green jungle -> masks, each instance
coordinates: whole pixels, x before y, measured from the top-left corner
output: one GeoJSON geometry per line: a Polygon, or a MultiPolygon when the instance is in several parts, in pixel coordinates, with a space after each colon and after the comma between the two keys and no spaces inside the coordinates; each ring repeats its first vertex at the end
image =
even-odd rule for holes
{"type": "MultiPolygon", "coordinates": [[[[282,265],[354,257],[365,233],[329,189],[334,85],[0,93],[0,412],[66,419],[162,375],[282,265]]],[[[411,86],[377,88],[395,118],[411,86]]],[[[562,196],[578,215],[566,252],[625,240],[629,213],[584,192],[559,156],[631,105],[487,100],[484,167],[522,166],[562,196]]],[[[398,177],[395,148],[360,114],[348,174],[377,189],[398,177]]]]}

◇ ◇ ◇ ◇

→ Instruction
Reproduce every line of the material above, requests included, but offset each polygon vertex coordinate in the answers by adding 57 to every x and y value.

→ Worked answer
green jungle -> masks, each instance
coordinates: whole pixels, x before y, measured from the top-left corner
output: one GeoJSON geometry per line: a Polygon, or a MultiPolygon when the instance is in several parts, in pixel coordinates, with a space after each colon and after the comma between the two keys and no spaces inside the coordinates; each ring repeats its first vertex at the end
image =
even-odd rule for holes
{"type": "MultiPolygon", "coordinates": [[[[339,322],[411,314],[422,290],[386,246],[391,142],[57,150],[57,469],[123,476],[219,432],[339,322]]],[[[468,143],[434,145],[452,175],[468,143]]],[[[619,253],[635,272],[623,309],[682,297],[686,270],[641,249],[616,213],[688,162],[544,157],[541,224],[579,223],[619,253]]],[[[455,234],[452,205],[417,171],[405,231],[434,246],[455,234]]]]}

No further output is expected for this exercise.